§ TASK GOAL:
Please filter the items below and copy every line that contains the word "balcony".

** START DATA **

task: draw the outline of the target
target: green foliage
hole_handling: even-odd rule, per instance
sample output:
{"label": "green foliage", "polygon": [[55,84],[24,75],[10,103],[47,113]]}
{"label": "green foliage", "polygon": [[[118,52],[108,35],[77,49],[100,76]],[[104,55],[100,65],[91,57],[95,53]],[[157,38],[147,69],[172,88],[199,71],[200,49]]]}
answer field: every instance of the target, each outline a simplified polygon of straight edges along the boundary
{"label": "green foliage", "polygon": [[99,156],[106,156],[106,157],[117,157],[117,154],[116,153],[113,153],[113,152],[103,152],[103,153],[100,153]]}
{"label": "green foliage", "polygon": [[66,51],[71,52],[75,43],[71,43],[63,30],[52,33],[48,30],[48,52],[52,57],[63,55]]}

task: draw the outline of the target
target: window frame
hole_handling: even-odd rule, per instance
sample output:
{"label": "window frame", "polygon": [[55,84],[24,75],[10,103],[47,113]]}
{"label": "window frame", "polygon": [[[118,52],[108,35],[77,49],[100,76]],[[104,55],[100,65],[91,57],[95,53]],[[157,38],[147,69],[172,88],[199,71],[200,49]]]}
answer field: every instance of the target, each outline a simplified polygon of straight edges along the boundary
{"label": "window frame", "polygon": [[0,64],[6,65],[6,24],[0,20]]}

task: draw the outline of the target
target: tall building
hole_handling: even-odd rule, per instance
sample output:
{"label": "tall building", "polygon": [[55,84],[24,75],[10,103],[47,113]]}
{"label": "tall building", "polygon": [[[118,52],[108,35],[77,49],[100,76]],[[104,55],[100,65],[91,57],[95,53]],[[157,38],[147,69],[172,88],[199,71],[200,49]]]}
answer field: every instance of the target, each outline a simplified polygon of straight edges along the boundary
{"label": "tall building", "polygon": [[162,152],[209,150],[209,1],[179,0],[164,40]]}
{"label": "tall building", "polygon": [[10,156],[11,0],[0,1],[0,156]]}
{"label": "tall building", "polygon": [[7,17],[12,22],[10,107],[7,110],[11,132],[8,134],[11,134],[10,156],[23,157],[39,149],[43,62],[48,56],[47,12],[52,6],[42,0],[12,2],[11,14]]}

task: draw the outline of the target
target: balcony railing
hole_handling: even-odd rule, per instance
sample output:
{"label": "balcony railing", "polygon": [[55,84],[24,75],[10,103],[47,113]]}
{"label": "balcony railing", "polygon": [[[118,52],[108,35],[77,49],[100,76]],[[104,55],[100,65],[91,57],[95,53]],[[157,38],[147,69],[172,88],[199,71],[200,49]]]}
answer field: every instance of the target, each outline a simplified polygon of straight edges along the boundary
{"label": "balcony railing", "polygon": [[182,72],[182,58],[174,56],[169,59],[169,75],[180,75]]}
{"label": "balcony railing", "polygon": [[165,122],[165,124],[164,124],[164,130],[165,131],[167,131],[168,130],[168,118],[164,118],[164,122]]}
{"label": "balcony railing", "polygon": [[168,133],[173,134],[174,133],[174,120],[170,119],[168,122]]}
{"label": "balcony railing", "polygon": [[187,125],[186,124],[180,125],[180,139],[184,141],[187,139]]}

** END DATA **

§ EXERCISE OUTPUT:
target: balcony railing
{"label": "balcony railing", "polygon": [[55,84],[24,75],[10,103],[47,113]]}
{"label": "balcony railing", "polygon": [[[118,52],[108,35],[77,49],[100,76]],[[104,55],[100,65],[91,57],[95,53]],[[157,38],[147,69],[172,88],[199,71],[200,49]]]}
{"label": "balcony railing", "polygon": [[182,72],[182,58],[174,56],[169,59],[169,75],[180,75]]}
{"label": "balcony railing", "polygon": [[165,122],[165,124],[164,124],[164,130],[165,131],[167,131],[168,130],[168,118],[164,118],[164,122]]}
{"label": "balcony railing", "polygon": [[168,133],[173,134],[174,133],[174,120],[170,119],[168,122]]}
{"label": "balcony railing", "polygon": [[187,125],[186,124],[180,125],[180,139],[184,141],[187,139]]}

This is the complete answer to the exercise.